• Entries shown
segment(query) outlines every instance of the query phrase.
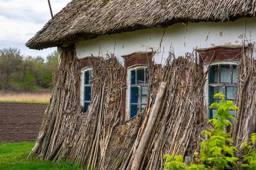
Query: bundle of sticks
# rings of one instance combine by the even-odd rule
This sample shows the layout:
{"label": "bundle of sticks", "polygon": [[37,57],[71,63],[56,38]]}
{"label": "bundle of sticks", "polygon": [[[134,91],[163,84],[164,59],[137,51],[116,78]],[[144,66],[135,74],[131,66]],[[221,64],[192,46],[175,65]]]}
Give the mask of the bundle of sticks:
{"label": "bundle of sticks", "polygon": [[200,150],[198,118],[204,112],[207,72],[195,52],[178,58],[169,54],[164,66],[154,60],[148,63],[147,105],[124,122],[126,69],[113,55],[95,60],[91,101],[84,113],[77,100],[80,73],[75,48],[63,49],[50,104],[30,155],[111,170],[163,169],[166,154],[193,156]]}

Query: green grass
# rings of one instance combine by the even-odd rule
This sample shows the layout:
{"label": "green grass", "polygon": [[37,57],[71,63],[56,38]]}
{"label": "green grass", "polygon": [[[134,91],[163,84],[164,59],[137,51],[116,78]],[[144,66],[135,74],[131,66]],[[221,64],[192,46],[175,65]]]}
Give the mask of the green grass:
{"label": "green grass", "polygon": [[19,101],[9,101],[0,100],[0,102],[2,103],[37,103],[37,104],[49,104],[49,102],[19,102]]}
{"label": "green grass", "polygon": [[36,156],[26,159],[35,142],[0,143],[0,170],[85,170],[71,163],[41,160]]}

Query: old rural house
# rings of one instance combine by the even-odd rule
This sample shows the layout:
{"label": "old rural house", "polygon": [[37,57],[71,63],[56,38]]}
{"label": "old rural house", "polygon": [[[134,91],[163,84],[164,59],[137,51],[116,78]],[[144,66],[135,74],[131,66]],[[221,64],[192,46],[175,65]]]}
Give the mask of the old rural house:
{"label": "old rural house", "polygon": [[161,169],[165,153],[198,150],[219,92],[243,111],[230,110],[238,121],[227,130],[247,139],[255,3],[72,0],[26,44],[57,46],[61,57],[32,152],[89,168]]}

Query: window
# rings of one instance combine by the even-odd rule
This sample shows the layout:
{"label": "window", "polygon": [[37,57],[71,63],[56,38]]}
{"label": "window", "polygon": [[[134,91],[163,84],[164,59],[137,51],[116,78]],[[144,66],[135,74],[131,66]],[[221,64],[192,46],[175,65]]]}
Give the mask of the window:
{"label": "window", "polygon": [[[214,102],[219,103],[221,99],[214,98],[213,95],[221,92],[226,96],[225,101],[233,100],[234,94],[237,90],[237,68],[236,65],[231,64],[218,64],[211,66],[209,72],[209,104]],[[209,119],[212,119],[215,114],[216,108],[209,110]],[[234,110],[229,110],[230,114],[235,116]],[[228,119],[233,123],[233,120]]]}
{"label": "window", "polygon": [[140,67],[131,70],[130,118],[142,112],[147,102],[147,68]]}
{"label": "window", "polygon": [[84,106],[84,113],[87,111],[88,106],[91,99],[92,89],[93,89],[93,82],[92,79],[93,79],[93,71],[91,68],[86,69],[85,70],[82,71],[82,84],[81,91],[82,93],[81,94],[82,98],[81,101],[82,101],[82,104]]}

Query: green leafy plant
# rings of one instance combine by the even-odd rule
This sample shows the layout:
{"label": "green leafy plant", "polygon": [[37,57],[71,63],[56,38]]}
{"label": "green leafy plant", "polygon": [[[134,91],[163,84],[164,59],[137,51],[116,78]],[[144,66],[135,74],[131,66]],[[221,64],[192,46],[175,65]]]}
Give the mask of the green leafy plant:
{"label": "green leafy plant", "polygon": [[[235,119],[230,114],[229,110],[238,110],[239,108],[232,101],[224,102],[225,96],[220,93],[214,96],[214,98],[219,97],[221,102],[212,103],[210,108],[217,108],[216,114],[214,119],[208,121],[212,123],[215,129],[210,130],[204,130],[204,137],[206,139],[201,143],[200,153],[195,153],[197,164],[184,165],[183,164],[183,157],[181,156],[175,156],[165,155],[163,159],[166,163],[163,165],[166,170],[224,170],[232,169],[238,167],[238,162],[242,159],[241,167],[248,170],[255,169],[256,167],[256,152],[254,144],[256,140],[256,134],[251,136],[250,143],[245,142],[242,144],[242,149],[234,146],[233,142],[230,138],[230,133],[225,130],[225,127],[231,126],[231,122],[227,118]],[[242,153],[239,156],[235,153]],[[176,158],[178,157],[178,158]]]}

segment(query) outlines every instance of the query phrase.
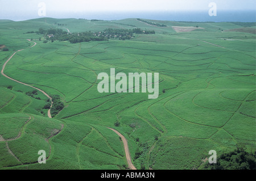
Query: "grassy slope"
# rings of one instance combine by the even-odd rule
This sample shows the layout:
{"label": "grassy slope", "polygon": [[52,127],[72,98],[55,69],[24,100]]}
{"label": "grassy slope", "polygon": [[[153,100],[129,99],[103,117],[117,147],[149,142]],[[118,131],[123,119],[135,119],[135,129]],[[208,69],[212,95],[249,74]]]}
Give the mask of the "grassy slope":
{"label": "grassy slope", "polygon": [[[0,39],[4,42],[1,44],[10,48],[9,52],[1,52],[1,65],[14,49],[28,47],[31,43],[26,39],[42,36],[23,33],[40,27],[58,27],[55,23],[64,24],[59,27],[68,28],[71,32],[135,26],[156,32],[155,35],[137,35],[132,41],[76,44],[57,41],[43,44],[36,41],[36,47],[18,53],[6,66],[5,73],[50,94],[60,95],[65,108],[56,116],[62,122],[32,115],[40,114],[31,110],[36,110],[36,106],[39,107],[44,102],[36,103],[35,99],[16,92],[15,91],[18,90],[23,92],[31,90],[0,77],[1,86],[14,87],[14,91],[1,87],[0,91],[6,96],[0,103],[5,104],[14,96],[19,98],[9,104],[10,108],[6,108],[7,111],[1,111],[4,108],[0,110],[5,113],[3,115],[12,119],[13,115],[5,113],[28,113],[36,117],[35,120],[39,120],[38,124],[42,124],[36,126],[29,123],[31,125],[26,127],[24,135],[29,135],[31,131],[36,133],[36,136],[31,138],[24,136],[9,144],[19,162],[8,154],[3,143],[0,144],[5,150],[1,159],[12,158],[10,163],[5,161],[6,165],[2,166],[123,169],[127,165],[122,142],[115,133],[106,128],[113,127],[117,120],[120,121],[121,126],[115,128],[128,139],[132,157],[134,158],[136,152],[143,151],[138,159],[134,160],[139,169],[142,167],[191,169],[197,168],[212,149],[223,152],[233,149],[238,143],[246,144],[249,150],[254,149],[255,130],[251,125],[255,124],[255,35],[221,32],[220,28],[242,27],[230,23],[151,21],[167,27],[152,26],[135,19],[90,22],[47,18],[46,23],[45,18],[22,22],[0,22],[2,23]],[[171,28],[172,26],[197,25],[204,28],[204,31],[176,33]],[[98,93],[97,74],[109,73],[110,68],[126,74],[159,72],[159,97],[148,100],[147,94]],[[46,100],[43,95],[39,96]],[[22,108],[25,100],[28,102],[29,99],[35,106]],[[22,111],[16,111],[20,109]],[[40,120],[44,120],[43,123]],[[19,127],[22,127],[24,120],[20,121]],[[61,124],[64,125],[63,129],[51,138],[48,144],[43,141],[43,138],[47,138],[41,135],[45,132],[36,128],[46,127],[49,130],[60,130]],[[13,134],[16,132],[10,131]],[[244,133],[247,133],[246,137]],[[136,142],[137,138],[139,138],[139,142]],[[22,165],[22,163],[36,161],[38,145],[31,146],[31,150],[27,154],[20,153],[27,151],[23,146],[25,143],[35,140],[42,140],[46,150],[49,151],[51,145],[53,154],[48,164]],[[18,148],[21,152],[15,152]]]}

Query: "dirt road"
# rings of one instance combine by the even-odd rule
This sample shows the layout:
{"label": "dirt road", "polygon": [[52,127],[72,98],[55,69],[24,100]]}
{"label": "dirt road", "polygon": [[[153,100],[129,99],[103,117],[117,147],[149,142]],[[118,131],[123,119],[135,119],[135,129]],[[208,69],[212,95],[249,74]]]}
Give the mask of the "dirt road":
{"label": "dirt road", "polygon": [[[31,41],[30,40],[28,40],[28,39],[27,39],[27,40],[28,40],[28,41]],[[34,46],[35,46],[35,45],[36,45],[36,43],[35,43],[35,42],[34,42],[34,41],[32,41],[32,42],[33,42],[33,43],[34,43],[34,44],[33,45],[32,45],[31,47],[30,47],[30,48],[32,48],[32,47],[34,47]],[[5,64],[3,64],[3,68],[2,69],[2,70],[1,70],[1,74],[2,74],[2,75],[3,75],[3,76],[5,76],[5,77],[9,78],[9,79],[11,79],[11,80],[12,80],[12,81],[15,81],[15,82],[16,82],[19,83],[23,84],[23,85],[25,85],[25,86],[27,86],[31,87],[32,87],[32,88],[34,88],[34,89],[35,89],[38,90],[39,90],[39,91],[40,91],[41,92],[42,92],[43,94],[44,94],[45,95],[46,95],[46,96],[47,96],[47,98],[48,98],[49,99],[50,99],[51,102],[51,108],[52,106],[52,104],[53,104],[53,102],[52,102],[52,98],[50,97],[50,96],[49,96],[49,95],[48,95],[48,94],[47,94],[46,92],[44,92],[43,90],[42,90],[40,89],[36,88],[36,87],[34,87],[34,86],[32,86],[29,85],[28,85],[28,84],[27,84],[27,83],[25,83],[20,82],[20,81],[17,81],[17,80],[16,80],[16,79],[13,79],[13,78],[12,78],[9,77],[9,76],[7,76],[7,75],[6,75],[3,73],[3,71],[4,71],[4,70],[5,70],[5,66],[6,66],[6,64],[7,64],[8,63],[8,62],[11,59],[11,58],[13,58],[13,57],[16,54],[16,53],[17,53],[17,52],[20,52],[20,51],[22,51],[22,50],[24,50],[24,49],[16,51],[16,52],[14,52],[14,53],[13,54],[13,55],[12,55],[12,56],[11,56],[11,57],[10,57],[10,58],[5,62]],[[49,109],[49,110],[48,110],[48,117],[49,117],[49,118],[52,118],[52,116],[51,116],[51,108]]]}
{"label": "dirt road", "polygon": [[209,43],[209,42],[207,42],[207,41],[203,41],[203,40],[200,40],[200,41],[203,41],[203,42],[204,42],[204,43],[208,43],[208,44],[210,44],[210,45],[214,45],[214,46],[216,46],[216,47],[220,47],[220,48],[225,48],[225,47],[221,47],[221,46],[219,46],[219,45],[214,44],[211,43]]}
{"label": "dirt road", "polygon": [[128,146],[128,142],[127,141],[126,138],[115,129],[109,127],[107,128],[112,130],[113,132],[117,133],[119,137],[121,137],[122,141],[123,141],[123,146],[125,147],[125,155],[126,156],[126,159],[128,163],[129,169],[131,170],[137,170],[136,167],[134,166],[134,165],[133,165],[133,162],[131,162],[131,155],[130,154],[129,148]]}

• Instruction
Please report each line above that contains the word "house", copying every such line in full.

• Problem solution
Query: old rural house
{"label": "old rural house", "polygon": [[37,57],[71,63],[56,38]]}
{"label": "old rural house", "polygon": [[[134,91],[163,84],[164,59],[137,51],[116,78]],[[144,66],[135,74],[131,66]],[[221,64],[192,46],[175,65]]]}
Give the mask of the old rural house:
{"label": "old rural house", "polygon": [[161,169],[165,153],[198,150],[219,92],[243,111],[230,110],[238,121],[227,130],[247,139],[255,3],[72,0],[26,44],[57,46],[61,57],[32,152],[89,168]]}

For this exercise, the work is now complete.